-- BEGIN Page excerpt --
Together at last Willy and Genaro
Together at last Willy and Genaro

So, after spending more than a month in an adventure that took me from one corner of the country to the other. Willy’s final farewell tour to revisit HIS Zimbabwe. We had travelled from the arid and remote South of Gonarezhou park into the astounding Chirinda forest in the East, up to Mana Pools in the North, Hwange in the West and much in between. We now found ourselves (after some hesitation…) at the iconic Victoria Falls. This is our only photo together from this trek.

The smoke that thunders
The smoke that thunders

As I write this a few years have past since 2011 and I savour in the true sense these memories. What a trip and how lucky I am to have done it. Also, I know now as I write this that this year 2015 I will go back again to Zimbabwe and most likely I will be at Vic Falls again and my heart rejoices! Before then though, I have a whole other trip to Zimbabwe to share with you. Yes, I had so much fun that in 2012 Willy and I decided to do it again – only bigger and better – it has to be seen to be believed.

In the rainforest Willy's hat keeps his head dry
In the rainforest Willy’s hat keeps his head dry

What can I say? my next trip includes delving into the Bulawayo Art scene, a trip to the remote corner and home of the artistic BaTonga tribe, Binga. More  tantalising remnants of the ancient Zimbabwes and their civilisation, a special focus on San rock painting, and a good deal more…I am writing here in order to further motivate me that I hope to have that all blogged before I arrive back in Zimbabwe in August.

At the popular Victoria Falls
At the popular Victoria Falls

Meanwhile, back at the falls Willy and I are surrounded by tourists for the first time on our month long trek. we hear Hebrew and Korean and of course English. Some friendly souvenir salesmen offer to put up hard cash in exchange for mighty Saffron our ‘battered-up” Peugeot but not so fast guys we will be needing her again next year if not to get us back to Bulawayo and me to the airport.
-- END Page excerpt --
-- BEGIN Supplied information --
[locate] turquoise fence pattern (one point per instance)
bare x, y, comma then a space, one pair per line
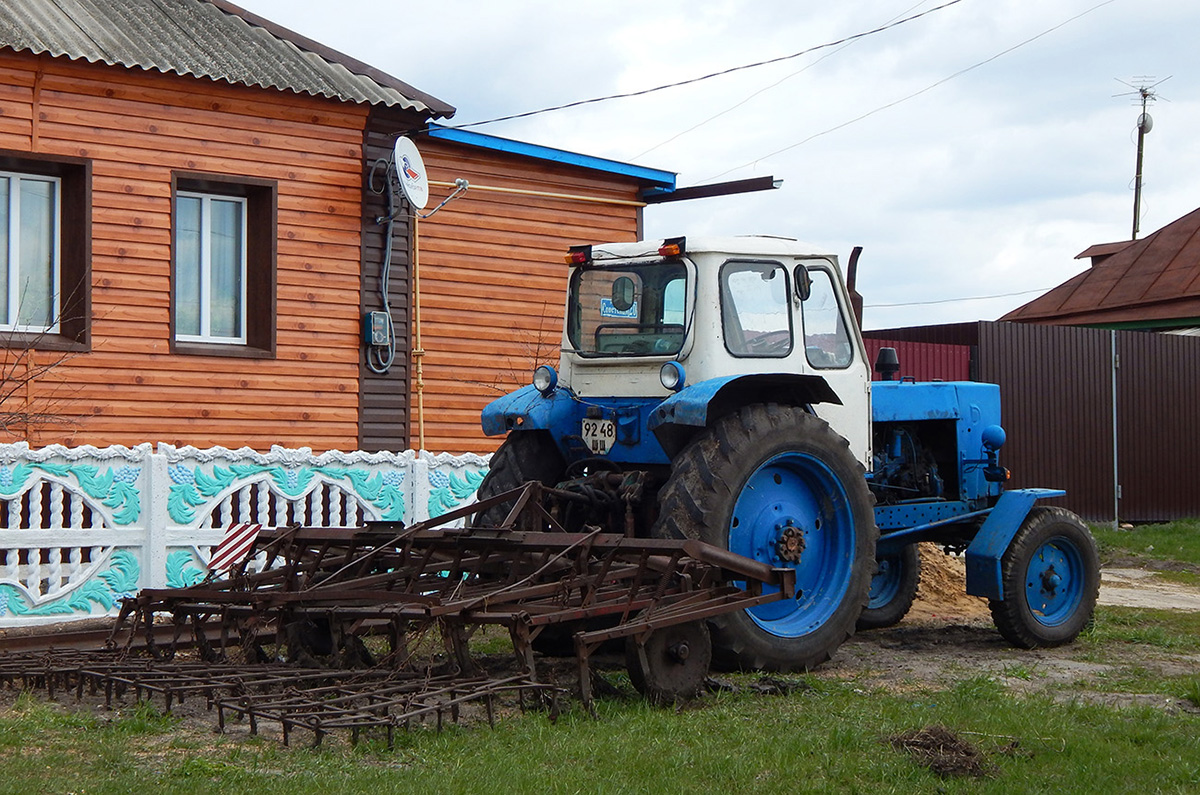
83, 527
-- END Supplied information --
■ Exercise directions
Repeat word for word the part of the Victoria Falls travel post running from "So, after spending" down to "from this trek.". The material after the Victoria Falls travel post stands apart from it.

■ Solution for this exercise
So, after spending more than a month in an adventure that took me from one corner of the country to the other. Willy’s final farewell tour to revisit HIS Zimbabwe. We had travelled from the arid and remote South of Gonarezhou park into the astounding Chirinda forest in the East, up to Mana Pools in the North, Hwange in the West and much in between. We now found ourselves (after some hesitation…) at the iconic Victoria Falls. This is our only photo together from this trek.